*** Opening of SUPPLIED DATA ***

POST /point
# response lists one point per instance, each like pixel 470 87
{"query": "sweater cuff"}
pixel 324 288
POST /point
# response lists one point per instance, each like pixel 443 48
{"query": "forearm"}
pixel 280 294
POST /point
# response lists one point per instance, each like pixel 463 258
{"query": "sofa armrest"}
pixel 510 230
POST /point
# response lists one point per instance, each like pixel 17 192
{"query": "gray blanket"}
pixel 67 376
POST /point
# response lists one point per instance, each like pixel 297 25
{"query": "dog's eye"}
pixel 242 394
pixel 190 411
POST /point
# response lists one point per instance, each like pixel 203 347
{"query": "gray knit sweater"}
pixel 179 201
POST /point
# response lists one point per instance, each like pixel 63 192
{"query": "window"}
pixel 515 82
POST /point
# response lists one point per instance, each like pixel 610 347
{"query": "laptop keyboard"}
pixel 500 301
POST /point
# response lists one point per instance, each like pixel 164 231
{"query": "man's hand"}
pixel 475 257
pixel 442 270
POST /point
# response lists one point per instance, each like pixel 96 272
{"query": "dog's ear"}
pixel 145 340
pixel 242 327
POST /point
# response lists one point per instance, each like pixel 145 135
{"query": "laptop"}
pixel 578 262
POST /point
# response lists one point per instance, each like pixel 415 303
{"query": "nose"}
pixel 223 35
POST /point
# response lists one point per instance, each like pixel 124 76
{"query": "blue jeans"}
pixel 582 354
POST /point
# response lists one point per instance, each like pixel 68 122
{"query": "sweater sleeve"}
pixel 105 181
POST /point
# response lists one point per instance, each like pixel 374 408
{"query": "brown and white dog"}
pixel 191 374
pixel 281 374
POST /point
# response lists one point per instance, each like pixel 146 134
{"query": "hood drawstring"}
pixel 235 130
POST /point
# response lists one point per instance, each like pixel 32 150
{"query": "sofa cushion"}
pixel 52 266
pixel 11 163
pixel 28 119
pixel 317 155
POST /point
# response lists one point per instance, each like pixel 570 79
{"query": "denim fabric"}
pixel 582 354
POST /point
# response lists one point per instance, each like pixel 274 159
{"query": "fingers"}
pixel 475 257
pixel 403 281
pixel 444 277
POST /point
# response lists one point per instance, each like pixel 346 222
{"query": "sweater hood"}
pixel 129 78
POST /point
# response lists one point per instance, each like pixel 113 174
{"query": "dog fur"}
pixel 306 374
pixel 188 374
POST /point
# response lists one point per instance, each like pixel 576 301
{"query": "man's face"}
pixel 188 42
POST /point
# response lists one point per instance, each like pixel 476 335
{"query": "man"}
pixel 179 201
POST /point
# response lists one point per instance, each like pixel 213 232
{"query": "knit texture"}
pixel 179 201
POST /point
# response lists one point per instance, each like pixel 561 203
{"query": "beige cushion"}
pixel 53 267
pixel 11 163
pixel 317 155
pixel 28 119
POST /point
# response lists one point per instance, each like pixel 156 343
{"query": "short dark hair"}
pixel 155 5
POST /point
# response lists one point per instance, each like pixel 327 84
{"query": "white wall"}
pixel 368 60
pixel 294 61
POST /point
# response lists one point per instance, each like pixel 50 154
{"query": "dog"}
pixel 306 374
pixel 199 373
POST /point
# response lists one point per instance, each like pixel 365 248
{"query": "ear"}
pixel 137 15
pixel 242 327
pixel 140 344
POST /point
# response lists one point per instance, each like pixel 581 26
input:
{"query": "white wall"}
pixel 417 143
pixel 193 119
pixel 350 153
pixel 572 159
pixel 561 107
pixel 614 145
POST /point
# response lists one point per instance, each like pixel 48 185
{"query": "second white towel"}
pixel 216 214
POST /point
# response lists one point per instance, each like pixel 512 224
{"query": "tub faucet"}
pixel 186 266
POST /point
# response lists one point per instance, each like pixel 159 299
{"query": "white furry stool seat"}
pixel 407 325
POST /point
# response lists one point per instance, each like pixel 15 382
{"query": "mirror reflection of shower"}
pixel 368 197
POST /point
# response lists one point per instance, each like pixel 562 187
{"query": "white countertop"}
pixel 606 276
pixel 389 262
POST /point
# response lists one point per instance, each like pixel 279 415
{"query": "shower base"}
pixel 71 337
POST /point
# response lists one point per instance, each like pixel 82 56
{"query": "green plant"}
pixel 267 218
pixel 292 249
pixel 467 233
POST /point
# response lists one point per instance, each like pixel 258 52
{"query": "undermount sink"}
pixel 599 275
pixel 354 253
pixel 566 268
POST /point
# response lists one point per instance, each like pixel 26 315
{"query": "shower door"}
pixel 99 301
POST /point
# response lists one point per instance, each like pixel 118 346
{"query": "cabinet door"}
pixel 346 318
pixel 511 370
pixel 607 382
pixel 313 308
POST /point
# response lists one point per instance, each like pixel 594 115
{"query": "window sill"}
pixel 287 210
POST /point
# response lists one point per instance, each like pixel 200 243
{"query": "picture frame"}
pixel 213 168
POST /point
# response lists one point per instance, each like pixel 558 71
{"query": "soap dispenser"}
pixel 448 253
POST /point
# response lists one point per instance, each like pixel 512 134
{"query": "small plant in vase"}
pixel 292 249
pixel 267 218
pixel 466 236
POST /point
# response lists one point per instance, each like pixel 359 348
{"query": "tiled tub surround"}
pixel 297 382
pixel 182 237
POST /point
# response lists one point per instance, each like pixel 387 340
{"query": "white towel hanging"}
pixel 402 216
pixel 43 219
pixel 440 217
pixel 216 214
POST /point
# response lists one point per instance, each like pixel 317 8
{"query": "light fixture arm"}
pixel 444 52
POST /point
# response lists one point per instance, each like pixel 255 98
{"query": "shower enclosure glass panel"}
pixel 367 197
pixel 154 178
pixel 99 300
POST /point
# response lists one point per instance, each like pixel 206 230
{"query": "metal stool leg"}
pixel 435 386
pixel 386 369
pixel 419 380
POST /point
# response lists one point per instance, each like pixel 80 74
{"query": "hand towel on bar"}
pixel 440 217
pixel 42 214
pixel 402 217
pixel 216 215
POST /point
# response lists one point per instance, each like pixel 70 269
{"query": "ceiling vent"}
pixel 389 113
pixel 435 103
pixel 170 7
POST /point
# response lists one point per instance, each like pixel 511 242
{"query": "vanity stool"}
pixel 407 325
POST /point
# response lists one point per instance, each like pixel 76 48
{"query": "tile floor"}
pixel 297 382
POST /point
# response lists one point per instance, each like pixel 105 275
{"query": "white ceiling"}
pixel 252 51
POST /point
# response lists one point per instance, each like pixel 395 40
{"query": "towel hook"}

*** Close of SUPPLIED DATA ***

PROBLEM STATEMENT
With nothing added or dropped, reproduce all the data exactly.

RESPONSE TO THIS TASK
POST /point
# response lists one point per instance, each like pixel 470 87
{"query": "sweater cuff"}
pixel 324 288
POST /point
# response lists one point per instance, each like pixel 443 48
{"query": "forearm"}
pixel 280 294
POST /point
# response lists one point per instance, each like pixel 463 258
{"query": "sofa armrest"}
pixel 510 230
POST /point
# response lists one point per instance, each like pixel 17 192
{"query": "gray blanket"}
pixel 67 376
POST /point
# response lists one point per instance, each like pixel 297 25
{"query": "dog's eye"}
pixel 242 394
pixel 190 411
POST /point
# response lists one point per instance, each like pixel 203 347
{"query": "gray knit sweater"}
pixel 179 201
POST /point
# response lists one point per instance, each like pixel 63 192
{"query": "window"}
pixel 515 82
POST /point
# response lists one point per instance, each like pixel 610 347
{"query": "laptop keyboard"}
pixel 500 301
POST /point
# response lists one point per instance, each like pixel 164 231
{"query": "man's hand"}
pixel 475 257
pixel 442 270
POST /point
# response lists one point per instance, each like pixel 96 272
{"query": "dog's ear"}
pixel 145 340
pixel 242 327
POST /point
# response lists one point per instance, each like pixel 145 135
{"query": "laptop"}
pixel 578 262
POST /point
# response lists one point per instance, each like pixel 415 303
{"query": "nose"}
pixel 223 35
POST /point
# response lists one point per instance, each like pixel 124 76
{"query": "blue jeans"}
pixel 582 354
POST /point
# response lists one point per instance, each like pixel 68 122
{"query": "sweater sleeve"}
pixel 105 181
POST /point
# response lists one point per instance, each like pixel 374 408
{"query": "brown and white dog"}
pixel 191 374
pixel 281 374
POST /point
# response lists one point per instance, each like pixel 146 134
{"query": "hood drawstring"}
pixel 235 130
POST /point
# response lists one point per instance, each like pixel 32 150
{"query": "sofa cushion"}
pixel 52 266
pixel 11 163
pixel 28 119
pixel 317 155
POST /point
# response lists one point per instance, each like pixel 570 79
{"query": "denim fabric"}
pixel 582 354
POST /point
# response lists one point per instance, each like pixel 274 159
{"query": "fingers"}
pixel 475 257
pixel 403 281
pixel 444 277
POST /point
# response lists one point per instance, each like pixel 346 222
{"query": "sweater hood"}
pixel 129 78
POST /point
# response lists one point per instance, each like pixel 113 174
{"query": "dog fur"}
pixel 306 374
pixel 188 374
POST /point
# response lists one point per instance, each like pixel 576 301
{"query": "man's face"}
pixel 188 42
POST /point
# response lists one point per instance, each like pixel 476 335
{"query": "man"}
pixel 179 201
POST /point
# response lists one point per instance, each like pixel 213 232
{"query": "knit texture"}
pixel 179 201
POST /point
# response lists one point per instance, each like pixel 561 203
{"query": "beige cushion"}
pixel 53 267
pixel 11 163
pixel 317 155
pixel 28 119
POST /point
# response lists one point per instance, each like pixel 156 343
{"query": "short dark hair"}
pixel 155 5
POST /point
# response lists one point per instance, each like pixel 327 84
{"query": "white wall"}
pixel 368 60
pixel 294 61
POST /point
# response lists one point per instance, each like pixel 50 154
{"query": "dog"}
pixel 306 374
pixel 199 373
POST /point
# response lists one point per instance, each like pixel 365 248
{"query": "ear"}
pixel 137 15
pixel 242 327
pixel 140 344
POST /point
# response lists one point per instance, each like pixel 581 26
input:
{"query": "white wall"}
pixel 417 143
pixel 193 119
pixel 350 153
pixel 572 159
pixel 561 107
pixel 614 145
POST /point
# response lists one point per instance, each like pixel 48 185
{"query": "second white towel"}
pixel 216 214
POST /point
# response lists one point per instance, each like pixel 512 224
{"query": "tub faucet"}
pixel 186 266
POST /point
# response lists one point per instance, each like pixel 159 299
{"query": "white furry stool seat"}
pixel 407 325
POST /point
# response lists one point per instance, each like pixel 15 382
{"query": "mirror reflection of shower"}
pixel 368 197
POST /point
# response lists one point per instance, each like pixel 562 187
{"query": "white countertop"}
pixel 606 276
pixel 389 262
POST /point
# response lists one point per instance, each like pixel 279 415
{"query": "shower base"}
pixel 71 337
POST /point
# response lists one point per instance, each like pixel 82 56
{"query": "green plant"}
pixel 267 218
pixel 292 249
pixel 467 233
POST /point
# response lists one point per instance, each like pixel 258 52
{"query": "undermount sink"}
pixel 599 275
pixel 354 253
pixel 566 268
POST /point
# response lists one point per instance, each like pixel 26 315
{"query": "shower door"}
pixel 99 301
POST /point
# response lists one point per instance, each like pixel 118 346
{"query": "cabinet door"}
pixel 346 318
pixel 511 370
pixel 607 382
pixel 313 308
POST /point
# response lists one point per instance, each like pixel 594 115
{"query": "window sill"}
pixel 287 210
POST /point
# response lists one point per instance, each like pixel 200 243
{"query": "picture frame"}
pixel 213 168
POST /point
# response lists one point per instance, each like pixel 558 71
{"query": "soap dispenser"}
pixel 448 253
POST /point
# response lists one point per instance, each like pixel 512 134
{"query": "small plant in vase"}
pixel 292 249
pixel 267 218
pixel 466 236
POST /point
# response lists one point per instance, each like pixel 359 348
{"query": "tiled tub surround"}
pixel 297 382
pixel 182 237
POST /point
# response lists one point per instance, each like pixel 387 340
{"query": "white towel hanging"}
pixel 402 216
pixel 43 219
pixel 440 217
pixel 216 214
POST /point
# response lists one point per instance, each like pixel 317 8
{"query": "light fixture arm"}
pixel 444 52
POST /point
# response lists one point per instance, each like pixel 255 98
{"query": "shower enclosure glass panel"}
pixel 367 197
pixel 154 178
pixel 99 300
POST /point
# response lists one point per instance, each like pixel 206 230
{"query": "metal stool leg"}
pixel 435 386
pixel 386 369
pixel 419 380
POST /point
# response lists one point per instance, each like pixel 80 74
{"query": "hand towel on bar"}
pixel 440 217
pixel 42 214
pixel 402 217
pixel 216 215
POST /point
# response lists one point per instance, each like pixel 70 269
{"query": "ceiling vent"}
pixel 389 113
pixel 435 103
pixel 170 7
POST /point
# response lists one point per instance, each like pixel 511 242
{"query": "vanity stool"}
pixel 407 325
POST /point
# response lists one point per instance, each like pixel 76 48
{"query": "tile floor"}
pixel 297 382
POST /point
# response lists one point per instance, each like pixel 105 275
{"query": "white ceiling"}
pixel 252 51
POST /point
# response lists one point per instance, each like pixel 395 40
{"query": "towel hook"}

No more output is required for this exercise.